De ins & outs van voedingsstoffen – door Naomi Brinkmans
Voedingsstoffen, calorieën, koolhydraten, suikers, vetten, eiwitten, proteïnen: wat is dat allemaal en welke functie heeft het voor jouw lichaam? In deze blog probeer ik je daar zo kort en simpel mogelijk antwoord op te geven. Ben je klaar voor een klein lesje scheikunde?
Alles wat we eten levert energie voor ons op in de vorm van calorieën (op etiketten ook wel beschreven als kcal of kJ). Deze calorieën halen we uit de voedingsstoffen koolhydraten, eiwitten en vetten. Calorieën zijn dus eigenlijk brandstof en bouwstof voor ons lichaam.

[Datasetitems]

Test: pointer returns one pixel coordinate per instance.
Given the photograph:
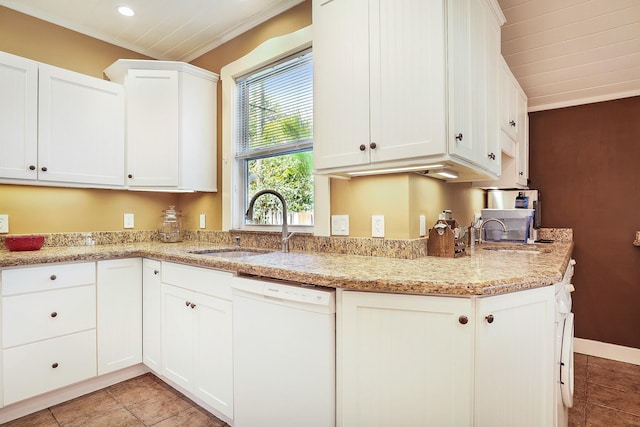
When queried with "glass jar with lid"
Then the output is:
(170, 226)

OPDRACHTEN –
A. Schrijf uit de tekst over voedingsstoffen het deel vanaf "Alles wat we" tot en met "voor ons lichaam." woord voor woord over.
B. Beantwoord de volgende vragen aan de hand van de tekst over voedingsstoffen.
(i) Hoe staan calorieën op etiketten ook wel beschreven?
(ii) Uit welke voedingsstoffen halen we calorieën?
(iii) Wat zijn calorieën volgens de tekst eigenlijk voor ons lichaam?

RESULTATEN –
A.
Alles wat we eten levert energie voor ons op in de vorm van calorieën (op etiketten ook wel beschreven als kcal of kJ). Deze calorieën halen we uit de voedingsstoffen koolhydraten, eiwitten en vetten. Calorieën zijn dus eigenlijk brandstof en bouwstof voor ons lichaam.

B.
(i) Als kcal of kJ.
(ii) Uit koolhydraten, eiwitten en vetten.
(iii) Brandstof en bouwstof.